How to complete this task:
Nothing should be left out: output all of the entries exactly.

-------- Listed entries

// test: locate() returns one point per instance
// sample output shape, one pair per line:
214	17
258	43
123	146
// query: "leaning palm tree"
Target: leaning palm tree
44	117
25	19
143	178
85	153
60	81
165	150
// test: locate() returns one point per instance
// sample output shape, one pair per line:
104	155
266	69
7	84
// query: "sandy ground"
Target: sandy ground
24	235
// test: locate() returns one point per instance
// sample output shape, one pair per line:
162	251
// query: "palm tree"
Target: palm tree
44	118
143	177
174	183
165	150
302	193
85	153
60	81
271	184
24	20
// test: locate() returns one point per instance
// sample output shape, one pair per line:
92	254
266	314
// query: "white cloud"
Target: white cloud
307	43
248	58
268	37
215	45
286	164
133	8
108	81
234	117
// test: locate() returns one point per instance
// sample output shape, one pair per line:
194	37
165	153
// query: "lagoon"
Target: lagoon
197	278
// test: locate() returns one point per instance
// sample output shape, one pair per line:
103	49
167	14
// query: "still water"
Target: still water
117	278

----------------

Completed task:
// test: locate() returns one point per instance
// sample output shape, one pair per line:
214	17
258	43
123	146
// query: "leaning palm tree"
Target: leaning palm tree
44	117
25	19
143	178
85	153
60	81
165	150
// test: locate() returns one point per instance
// sample output shape, one pair per line:
104	155
266	69
7	84
// query: "sandy ground"
Target: sandy ground
24	235
// test: locate() returns one point per instance
// sample output shape, one pair per line:
162	251
// query: "palm tree"
Target: palm tree
44	118
143	177
174	183
165	150
302	193
85	153
60	81
271	184
24	20
// test: locate() returns one point per instance
// sample output shape, one pair per line:
92	254
266	314
// query: "white cloud"
Target: white cloud
307	43
248	58
268	37
215	45
286	164
133	8
108	81
234	117
// test: locate() returns one point per instance
// sample output shape, one pair per line:
194	37
165	153
// query: "lagoon"
Target: lagoon
197	278
// test: locate() returns one point per instance
// sample output shape, one pair per line:
103	49
167	14
// query: "still water"
Target: still water
117	278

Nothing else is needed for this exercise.